● **Task requirements**:
Write every record out again exactly as given.

----------------

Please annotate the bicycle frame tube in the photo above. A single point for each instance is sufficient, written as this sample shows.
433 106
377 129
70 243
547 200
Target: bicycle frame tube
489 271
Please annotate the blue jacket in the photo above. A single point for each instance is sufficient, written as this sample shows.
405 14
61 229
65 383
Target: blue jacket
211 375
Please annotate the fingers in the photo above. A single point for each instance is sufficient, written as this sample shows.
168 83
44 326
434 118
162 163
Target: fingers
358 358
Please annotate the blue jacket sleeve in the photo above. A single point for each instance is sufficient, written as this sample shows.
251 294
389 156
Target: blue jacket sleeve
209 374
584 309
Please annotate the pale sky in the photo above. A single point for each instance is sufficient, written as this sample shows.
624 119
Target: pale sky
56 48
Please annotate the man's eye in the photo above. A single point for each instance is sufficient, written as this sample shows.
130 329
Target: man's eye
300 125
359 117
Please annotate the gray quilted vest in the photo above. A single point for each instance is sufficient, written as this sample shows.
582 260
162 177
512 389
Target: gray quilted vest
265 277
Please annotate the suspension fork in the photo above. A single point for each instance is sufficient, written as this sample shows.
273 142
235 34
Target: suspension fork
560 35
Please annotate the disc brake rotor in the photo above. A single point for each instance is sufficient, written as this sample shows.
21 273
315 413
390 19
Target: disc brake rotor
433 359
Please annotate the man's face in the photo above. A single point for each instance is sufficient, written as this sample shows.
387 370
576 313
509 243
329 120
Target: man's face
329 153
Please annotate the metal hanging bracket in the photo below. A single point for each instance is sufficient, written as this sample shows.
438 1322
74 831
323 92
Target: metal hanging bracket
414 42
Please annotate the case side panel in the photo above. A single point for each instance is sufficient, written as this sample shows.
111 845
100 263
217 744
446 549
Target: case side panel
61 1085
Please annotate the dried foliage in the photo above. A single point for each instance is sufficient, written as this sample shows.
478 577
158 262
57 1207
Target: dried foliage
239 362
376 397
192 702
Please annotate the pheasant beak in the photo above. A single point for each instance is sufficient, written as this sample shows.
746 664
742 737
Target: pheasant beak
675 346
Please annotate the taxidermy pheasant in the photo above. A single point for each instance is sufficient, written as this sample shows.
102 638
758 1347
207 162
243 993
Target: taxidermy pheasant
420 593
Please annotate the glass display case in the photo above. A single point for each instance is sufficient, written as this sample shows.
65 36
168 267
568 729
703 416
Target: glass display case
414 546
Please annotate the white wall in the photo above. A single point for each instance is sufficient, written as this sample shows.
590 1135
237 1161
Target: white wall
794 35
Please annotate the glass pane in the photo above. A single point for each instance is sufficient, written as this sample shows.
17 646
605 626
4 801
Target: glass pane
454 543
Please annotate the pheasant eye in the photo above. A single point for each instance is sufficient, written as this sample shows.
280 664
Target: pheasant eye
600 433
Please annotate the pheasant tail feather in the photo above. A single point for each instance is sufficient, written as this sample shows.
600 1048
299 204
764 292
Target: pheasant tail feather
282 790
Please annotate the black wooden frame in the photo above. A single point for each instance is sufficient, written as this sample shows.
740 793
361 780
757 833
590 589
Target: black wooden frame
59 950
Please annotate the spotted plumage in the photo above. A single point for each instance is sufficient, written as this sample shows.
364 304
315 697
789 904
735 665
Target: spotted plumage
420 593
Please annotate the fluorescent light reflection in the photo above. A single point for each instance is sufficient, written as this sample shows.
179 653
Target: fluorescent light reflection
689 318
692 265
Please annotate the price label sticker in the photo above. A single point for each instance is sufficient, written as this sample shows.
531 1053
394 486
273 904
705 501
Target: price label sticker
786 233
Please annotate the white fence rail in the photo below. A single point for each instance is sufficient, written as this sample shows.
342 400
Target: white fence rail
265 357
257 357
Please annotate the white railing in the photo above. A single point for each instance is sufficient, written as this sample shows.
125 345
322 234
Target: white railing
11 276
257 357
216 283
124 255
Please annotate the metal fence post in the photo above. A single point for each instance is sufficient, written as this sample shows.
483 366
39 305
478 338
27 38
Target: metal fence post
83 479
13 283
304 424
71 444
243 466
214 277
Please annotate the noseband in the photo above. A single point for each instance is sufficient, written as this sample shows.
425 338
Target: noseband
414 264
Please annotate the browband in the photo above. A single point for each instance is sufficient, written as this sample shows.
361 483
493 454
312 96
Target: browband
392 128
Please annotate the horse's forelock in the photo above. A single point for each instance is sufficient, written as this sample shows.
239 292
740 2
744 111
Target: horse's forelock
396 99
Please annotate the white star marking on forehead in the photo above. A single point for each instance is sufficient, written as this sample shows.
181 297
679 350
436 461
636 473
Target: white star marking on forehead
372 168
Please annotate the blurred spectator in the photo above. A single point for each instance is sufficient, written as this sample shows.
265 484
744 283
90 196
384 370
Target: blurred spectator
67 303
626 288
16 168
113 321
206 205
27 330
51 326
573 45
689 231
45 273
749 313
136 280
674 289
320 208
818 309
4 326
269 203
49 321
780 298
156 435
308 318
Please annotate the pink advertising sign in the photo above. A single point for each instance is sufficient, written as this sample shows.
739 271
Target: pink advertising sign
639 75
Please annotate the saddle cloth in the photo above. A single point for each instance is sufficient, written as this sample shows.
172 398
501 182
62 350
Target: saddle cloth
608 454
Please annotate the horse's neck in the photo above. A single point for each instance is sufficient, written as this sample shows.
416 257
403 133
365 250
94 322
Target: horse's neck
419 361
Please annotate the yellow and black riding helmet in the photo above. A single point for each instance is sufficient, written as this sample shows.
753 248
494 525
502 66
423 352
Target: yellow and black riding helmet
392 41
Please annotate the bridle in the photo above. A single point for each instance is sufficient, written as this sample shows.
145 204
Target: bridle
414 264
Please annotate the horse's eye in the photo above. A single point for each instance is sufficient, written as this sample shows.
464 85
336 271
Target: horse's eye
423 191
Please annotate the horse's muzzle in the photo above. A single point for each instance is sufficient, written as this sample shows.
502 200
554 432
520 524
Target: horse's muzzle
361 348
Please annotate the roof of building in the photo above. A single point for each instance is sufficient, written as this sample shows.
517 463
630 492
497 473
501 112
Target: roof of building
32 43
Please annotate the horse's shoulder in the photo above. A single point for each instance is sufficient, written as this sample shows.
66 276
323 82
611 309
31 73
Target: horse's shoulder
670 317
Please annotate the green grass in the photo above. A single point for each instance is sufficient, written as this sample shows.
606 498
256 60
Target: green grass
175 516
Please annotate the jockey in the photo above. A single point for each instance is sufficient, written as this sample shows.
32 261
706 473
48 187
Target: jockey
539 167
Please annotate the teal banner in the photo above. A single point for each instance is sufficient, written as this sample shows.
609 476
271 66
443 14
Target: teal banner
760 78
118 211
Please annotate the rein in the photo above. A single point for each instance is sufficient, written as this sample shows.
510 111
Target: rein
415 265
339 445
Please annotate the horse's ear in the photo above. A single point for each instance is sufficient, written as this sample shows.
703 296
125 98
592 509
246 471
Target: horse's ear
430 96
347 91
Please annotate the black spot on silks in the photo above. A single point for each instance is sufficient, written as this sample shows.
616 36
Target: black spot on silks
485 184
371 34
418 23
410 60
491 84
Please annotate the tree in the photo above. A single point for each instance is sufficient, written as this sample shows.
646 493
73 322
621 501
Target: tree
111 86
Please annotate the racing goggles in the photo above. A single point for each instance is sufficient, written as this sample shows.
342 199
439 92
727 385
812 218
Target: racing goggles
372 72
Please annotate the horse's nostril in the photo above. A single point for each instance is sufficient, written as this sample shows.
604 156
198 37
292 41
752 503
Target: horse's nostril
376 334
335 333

----------------

● **Correct answer**:
Please annotate the bicycle frame tube in the photo above. A single point for each instance is sufficient, written as this sample shows.
433 106
377 129
70 243
547 200
Target: bicycle frame tube
489 271
Please annotate the blue jacket in the photo above. A single point for each instance is sufficient, written as this sample shows.
405 14
61 229
65 383
Target: blue jacket
211 375
Please annotate the fingers in the photo above. A single point for each instance is sufficient, written as this sample shows.
168 83
44 326
434 118
162 163
Target: fingers
358 358
Please annotate the blue jacket sleeve in the photo above. A single point for each instance is sufficient, written as this sample shows.
251 294
389 156
Target: blue jacket sleeve
209 374
584 309
Please annotate the pale sky in the photo above. A single point for each instance is sufficient, written as this sample shows.
624 119
Target: pale sky
56 48
Please annotate the man's eye in the photo above. A single point for each instance is sufficient, written as this sample shows.
130 329
Target: man's eye
300 125
359 117
Please annotate the gray quilted vest in the photo above. A single point for each instance is sufficient, written as this sample shows.
582 260
162 177
512 389
Target: gray quilted vest
265 277
Please annotate the suspension fork in the photo above. A single point for each instance is sufficient, written as this sample shows.
273 142
235 34
Target: suspension fork
560 35
Please annotate the disc brake rotor in the photo above. A single point for each instance is sufficient, written as this sample shows.
21 273
315 413
390 19
Target: disc brake rotor
433 359
Please annotate the man's face in the photo above. A single point for each instance is sufficient, written as this sample shows.
387 370
576 313
509 243
329 120
Target: man's face
329 153
Please annotate the metal hanging bracket in the photo below. A single point for each instance is sufficient, written as this sample shows.
438 1322
74 831
323 92
Target: metal hanging bracket
414 42
Please annotate the case side panel in the photo above. A single point for each instance is sufficient, written as this sample shows.
111 845
100 263
217 744
446 549
Target: case side panel
61 1085
Please annotate the dried foliage in the photo above. A single point for each instance is sufficient, written as this sample shows.
478 577
158 262
57 1207
Target: dried foliage
239 362
376 397
192 702
Please annotate the pheasant beak in the photo above. A single point for each instance is sufficient, written as this sample shows.
746 664
742 737
Target: pheasant beak
675 346
Please annotate the taxidermy pheasant in the photo above. A single point for each instance is sufficient, written as this sample shows.
102 638
758 1347
207 162
243 993
Target: taxidermy pheasant
420 593
Please annotate the glass display case in the photo above. A single point for each instance is sufficient, written as this sample shows.
65 36
168 267
568 729
703 416
Target: glass display case
414 546
Please annotate the white wall in the photo above. A single point for each instance is sufficient, written as this sample shows.
590 1135
237 1161
Target: white wall
794 35
Please annotate the glass pane in the photo above. A single point for each instance is sufficient, written as this sample shows.
17 646
605 626
4 801
Target: glass pane
454 543
Please annotate the pheasant eye in the photo above. A single point for each instance is sufficient, written as this sample shows.
280 664
Target: pheasant eye
600 433
Please annotate the pheasant tail feather in the photo above. A single point for each instance is sufficient, written as this sample shows.
600 1048
299 204
764 292
Target: pheasant tail feather
282 790
Please annotate the black wooden frame in the photo above. A single point for each instance is sufficient, written as this sample shows.
740 793
361 780
757 833
590 589
Target: black wooden frame
59 950
Please annotate the spotted plumage in the photo above. A single point for each instance is sufficient, written as this sample shows.
364 304
315 697
789 904
735 665
Target: spotted plumage
420 593
Please annotate the fluorescent light reflection in the photo above. A single point for each instance is sufficient, written as this sample shows.
179 653
Target: fluorescent light reflection
689 318
692 265
Please annotate the price label sticker in the photo above. A single point for each instance is sufficient, written as this sample shows.
531 1053
394 486
273 904
705 501
Target: price label sticker
786 233
Please annotate the white fence rail in the photo below. A single point for each instance is sufficient, written as this sample shows.
342 400
Target: white fence rail
265 357
257 357
Please annotate the white railing in the photo above. A single point for each instance is sufficient, written as this sample shows.
125 345
322 234
Target: white railing
11 276
257 357
216 283
124 255
Please annotate the metal fence post in the photo above. A single point for each instance is sufficient, written as this sample shows.
483 366
39 305
478 338
27 38
Target: metal fence post
83 479
13 283
304 424
71 444
243 466
214 277
Please annotate the noseband in the photo above. A single point for each instance is sufficient, written as this sample shows.
425 338
Target: noseband
414 264
Please annotate the browband in the photo above. A single point for each instance is sufficient, written as this sample shows.
361 483
493 454
312 96
Target: browband
392 128
Please annotate the horse's forelock in the photo above. A single point for each instance is sufficient, written as this sample shows.
239 292
740 2
744 111
Target: horse's forelock
396 99
Please annotate the white star marking on forehead in the photo above. A single point for each instance is sufficient, written as this sample shows.
181 297
679 350
436 461
636 473
Target: white star marking on forehead
372 168
Please annotate the blurred spectator in the photo above. A single point for each instance is sufficient, written as this sample shows.
265 484
744 283
90 196
384 370
Target: blurred spectator
67 303
626 288
16 168
113 321
206 205
27 330
51 326
573 45
689 231
45 273
749 313
136 280
674 289
320 208
818 309
4 326
269 203
49 321
780 298
156 435
308 318
Please annotate the pink advertising sign in the photo above. A single point for each instance is sufficient, written as this sample shows.
739 271
Target: pink advertising sign
639 75
Please annotate the saddle cloth in the photo above. A single point for each instance is sufficient, written as this sample shows.
172 398
501 182
62 350
Target: saddle cloth
608 454
Please annotate the horse's neck in the photo above. A single point for each instance is sufficient, written as this sample shows.
416 257
403 133
365 250
94 322
Target: horse's neck
419 361
Please annotate the yellow and black riding helmet in the photo above. A single point for each instance is sufficient, written as this sample shows.
753 248
494 525
502 66
423 352
Target: yellow and black riding helmet
392 41
Please annotate the bridle in the photo above. A single point for each instance is sufficient, written as this sample shows.
145 204
Target: bridle
414 264
Please annotate the horse's eye in the photo above. A single point for each instance is sufficient, written as this sample shows.
464 85
336 271
Target: horse's eye
423 191
Please annotate the horse's muzzle in the photo above. A single point for each instance is sufficient, written as this sample shows.
502 200
554 432
520 524
Target: horse's muzzle
361 348
Please annotate the roof of building in the photo above. A single point for each instance is sufficient, written as this sample shows.
517 463
630 492
497 473
501 112
Target: roof of building
32 43
Please annotate the horse's shoulder in the photo above. A single point for each instance is sufficient, written as this sample shows.
66 276
323 82
611 309
31 73
Target: horse's shoulder
670 317
Please annotate the green grass in the photo above. A single point for each instance is sufficient, written as this sample shows.
606 498
256 60
Target: green grass
175 516
Please annotate the jockey in the photo above. A single point for each instance is sufficient, written as this sample shows.
32 261
706 473
48 187
Target: jockey
539 167
Please annotate the teal banner in the photo above. A single point for each instance is sufficient, written as this sample shows.
609 476
271 66
443 14
Target: teal banner
760 78
118 211
Please annotate the rein in the photo above. A single point for each instance is sufficient, written as this sample shows.
510 111
Target: rein
415 265
339 445
Please annotate the horse's ear in the photo above. A single point for each instance is sufficient, written as this sample shows.
703 296
125 98
592 509
246 471
Target: horse's ear
430 96
347 91
Please annotate the black spot on silks in the photo above. A single point for each instance is sufficient, written as this sample shows.
616 36
Target: black spot on silks
485 184
371 34
418 23
410 60
491 84
Please annotate the tree in the photo above. A single point for each instance is sufficient, written as this sample shows.
646 493
73 322
621 501
Target: tree
111 86
Please annotate the racing goggles in the photo above. A single point for each instance is sufficient, written as this sample shows.
342 199
439 92
727 385
812 218
Target: racing goggles
372 72
Please annotate the horse's nostril in the photo above. A single point for each instance is sufficient, written as this sample shows.
604 156
198 37
292 41
752 503
Target: horse's nostril
376 334
335 333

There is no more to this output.